── Supplied data

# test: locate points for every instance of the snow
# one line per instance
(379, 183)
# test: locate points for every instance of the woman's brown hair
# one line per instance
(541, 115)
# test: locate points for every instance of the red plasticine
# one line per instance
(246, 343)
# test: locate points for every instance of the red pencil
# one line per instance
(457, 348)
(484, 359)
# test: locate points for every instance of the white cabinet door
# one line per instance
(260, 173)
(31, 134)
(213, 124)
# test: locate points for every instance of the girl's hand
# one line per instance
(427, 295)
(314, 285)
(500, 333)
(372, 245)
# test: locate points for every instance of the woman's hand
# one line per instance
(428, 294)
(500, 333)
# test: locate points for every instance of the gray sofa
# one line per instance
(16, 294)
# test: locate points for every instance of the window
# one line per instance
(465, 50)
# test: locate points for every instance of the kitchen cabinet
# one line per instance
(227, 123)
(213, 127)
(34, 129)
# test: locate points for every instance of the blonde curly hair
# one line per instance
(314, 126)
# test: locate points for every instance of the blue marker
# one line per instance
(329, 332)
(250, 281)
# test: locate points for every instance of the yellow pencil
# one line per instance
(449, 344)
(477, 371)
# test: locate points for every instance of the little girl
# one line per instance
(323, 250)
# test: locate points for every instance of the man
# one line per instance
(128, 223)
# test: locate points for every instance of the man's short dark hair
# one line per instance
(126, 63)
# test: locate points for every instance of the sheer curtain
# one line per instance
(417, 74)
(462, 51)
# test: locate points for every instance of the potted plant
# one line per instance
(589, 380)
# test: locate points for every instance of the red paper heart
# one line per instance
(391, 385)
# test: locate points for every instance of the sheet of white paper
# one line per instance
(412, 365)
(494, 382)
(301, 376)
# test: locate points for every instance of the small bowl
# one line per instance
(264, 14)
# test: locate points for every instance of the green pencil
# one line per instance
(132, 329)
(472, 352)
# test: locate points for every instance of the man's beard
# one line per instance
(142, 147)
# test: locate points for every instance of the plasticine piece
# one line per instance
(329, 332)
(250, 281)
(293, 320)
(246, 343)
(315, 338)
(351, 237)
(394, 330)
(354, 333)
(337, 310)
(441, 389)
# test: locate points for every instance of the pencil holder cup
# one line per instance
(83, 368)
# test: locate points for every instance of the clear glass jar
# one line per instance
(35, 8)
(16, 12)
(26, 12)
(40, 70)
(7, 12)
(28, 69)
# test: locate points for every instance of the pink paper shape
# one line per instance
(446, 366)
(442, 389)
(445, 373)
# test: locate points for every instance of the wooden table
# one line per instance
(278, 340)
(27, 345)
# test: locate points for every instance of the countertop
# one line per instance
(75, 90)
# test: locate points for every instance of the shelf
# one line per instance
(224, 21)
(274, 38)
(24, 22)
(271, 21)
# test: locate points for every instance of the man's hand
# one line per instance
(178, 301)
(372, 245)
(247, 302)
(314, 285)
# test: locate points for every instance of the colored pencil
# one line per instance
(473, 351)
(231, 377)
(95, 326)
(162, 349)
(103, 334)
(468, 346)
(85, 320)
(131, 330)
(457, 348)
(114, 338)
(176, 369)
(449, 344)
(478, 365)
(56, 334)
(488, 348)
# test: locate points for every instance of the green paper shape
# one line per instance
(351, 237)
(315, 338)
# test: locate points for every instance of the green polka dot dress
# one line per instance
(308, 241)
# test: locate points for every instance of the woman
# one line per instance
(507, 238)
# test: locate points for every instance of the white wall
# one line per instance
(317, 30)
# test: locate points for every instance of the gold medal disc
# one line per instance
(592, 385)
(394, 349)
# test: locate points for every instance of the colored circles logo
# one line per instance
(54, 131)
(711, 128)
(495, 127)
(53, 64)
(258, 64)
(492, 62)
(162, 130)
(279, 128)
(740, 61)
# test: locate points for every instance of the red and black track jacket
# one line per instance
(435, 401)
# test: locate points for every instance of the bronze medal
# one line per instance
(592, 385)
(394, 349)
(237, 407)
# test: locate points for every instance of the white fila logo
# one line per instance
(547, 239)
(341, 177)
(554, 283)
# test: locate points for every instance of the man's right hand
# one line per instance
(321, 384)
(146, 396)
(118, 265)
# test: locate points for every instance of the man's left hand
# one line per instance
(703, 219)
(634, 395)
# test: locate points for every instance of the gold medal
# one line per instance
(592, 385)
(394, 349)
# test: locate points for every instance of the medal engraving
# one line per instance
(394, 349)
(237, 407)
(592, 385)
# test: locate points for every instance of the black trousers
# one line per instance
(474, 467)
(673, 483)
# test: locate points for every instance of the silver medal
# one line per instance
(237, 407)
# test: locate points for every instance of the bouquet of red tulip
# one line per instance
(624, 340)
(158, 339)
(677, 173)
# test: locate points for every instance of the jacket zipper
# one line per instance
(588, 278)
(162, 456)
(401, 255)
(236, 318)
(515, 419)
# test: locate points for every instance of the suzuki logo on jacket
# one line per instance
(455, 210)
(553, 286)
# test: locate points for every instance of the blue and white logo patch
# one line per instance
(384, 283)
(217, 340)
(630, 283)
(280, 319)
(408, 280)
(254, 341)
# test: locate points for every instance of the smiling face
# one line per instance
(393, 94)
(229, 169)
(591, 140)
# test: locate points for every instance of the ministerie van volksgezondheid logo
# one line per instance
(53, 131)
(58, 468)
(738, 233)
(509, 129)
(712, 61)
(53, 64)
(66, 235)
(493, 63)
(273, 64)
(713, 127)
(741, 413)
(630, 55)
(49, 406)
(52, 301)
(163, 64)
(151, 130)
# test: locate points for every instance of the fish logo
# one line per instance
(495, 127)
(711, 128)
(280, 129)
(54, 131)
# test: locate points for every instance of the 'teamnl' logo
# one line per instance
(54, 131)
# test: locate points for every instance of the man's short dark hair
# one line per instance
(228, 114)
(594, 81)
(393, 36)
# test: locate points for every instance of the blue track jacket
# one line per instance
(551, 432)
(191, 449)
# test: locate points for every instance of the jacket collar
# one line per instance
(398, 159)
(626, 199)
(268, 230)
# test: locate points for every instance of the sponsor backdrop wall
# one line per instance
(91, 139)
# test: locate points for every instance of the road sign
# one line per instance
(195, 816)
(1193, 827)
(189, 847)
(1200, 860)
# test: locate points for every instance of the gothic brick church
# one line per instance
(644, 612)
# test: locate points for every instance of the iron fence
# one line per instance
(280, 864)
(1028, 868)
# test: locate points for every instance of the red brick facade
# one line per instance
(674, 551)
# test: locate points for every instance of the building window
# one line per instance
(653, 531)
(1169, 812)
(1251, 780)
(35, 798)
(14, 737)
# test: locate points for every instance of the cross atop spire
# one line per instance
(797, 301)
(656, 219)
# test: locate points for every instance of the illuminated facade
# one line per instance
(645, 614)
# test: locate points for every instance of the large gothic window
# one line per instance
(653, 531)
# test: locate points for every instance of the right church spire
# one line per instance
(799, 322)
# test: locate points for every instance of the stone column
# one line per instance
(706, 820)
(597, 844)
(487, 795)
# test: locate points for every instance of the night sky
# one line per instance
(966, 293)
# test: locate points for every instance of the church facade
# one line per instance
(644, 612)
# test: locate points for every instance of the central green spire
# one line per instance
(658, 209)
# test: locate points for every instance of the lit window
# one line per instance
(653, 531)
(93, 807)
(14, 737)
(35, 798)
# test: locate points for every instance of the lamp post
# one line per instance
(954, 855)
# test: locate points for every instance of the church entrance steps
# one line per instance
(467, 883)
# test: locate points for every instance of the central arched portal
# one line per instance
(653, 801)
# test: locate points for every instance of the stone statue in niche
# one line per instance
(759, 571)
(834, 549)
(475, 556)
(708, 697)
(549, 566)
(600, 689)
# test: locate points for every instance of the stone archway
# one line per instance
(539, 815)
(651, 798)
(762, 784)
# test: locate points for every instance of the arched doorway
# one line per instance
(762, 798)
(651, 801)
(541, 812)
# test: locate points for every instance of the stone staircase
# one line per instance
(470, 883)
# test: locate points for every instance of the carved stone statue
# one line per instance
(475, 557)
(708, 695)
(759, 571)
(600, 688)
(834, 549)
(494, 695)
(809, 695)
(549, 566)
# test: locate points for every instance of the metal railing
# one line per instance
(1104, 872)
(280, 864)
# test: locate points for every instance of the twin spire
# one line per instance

────

## Task goal
Format the records above as a numbered list, from the line containing "# test: locate points for every instance of the church facade" through the last line of the records. Omit blank lines.

## Task response
1. # test: locate points for every instance of the church facade
2. # one line per instance
3. (644, 612)
4. # test: locate points for every instance of the central green spire
5. # one line per instance
6. (658, 209)
7. # test: locate points for every instance of the lit window
8. # one line per instance
9. (653, 531)
10. (93, 807)
11. (14, 737)
12. (35, 798)
13. # test: locate points for every instance of the lamp post
14. # one line per instance
15. (954, 855)
16. # test: locate points for every instance of the church entrance steps
17. # one line per instance
18. (467, 883)
19. # test: locate points for every instance of the central arched portal
20. # one line per instance
21. (653, 801)
22. # test: locate points for every instance of the stone statue in niche
23. # one line per instance
24. (759, 571)
25. (834, 549)
26. (475, 556)
27. (708, 697)
28. (549, 566)
29. (600, 689)
30. # test: locate points for every instance of the stone archway
31. # one line per instance
32. (539, 815)
33. (651, 798)
34. (762, 784)
35. # test: locate points for every instance of the arched doorway
36. # one line per instance
37. (762, 798)
38. (651, 801)
39. (541, 812)
40. # test: locate points for every instance of the stone staircase
41. # one line per instance
42. (470, 883)
43. # test: locate points for every instance of the carved stone statue
44. # one line per instance
45. (475, 557)
46. (708, 695)
47. (759, 571)
48. (600, 688)
49. (834, 549)
50. (494, 695)
51. (809, 695)
52. (549, 566)
53. # test: locate points for every instance of the metal railing
54. # one line per instance
55. (1104, 872)
56. (280, 864)
57. # test: locate points for every instance of the twin spire
58. # one line per instance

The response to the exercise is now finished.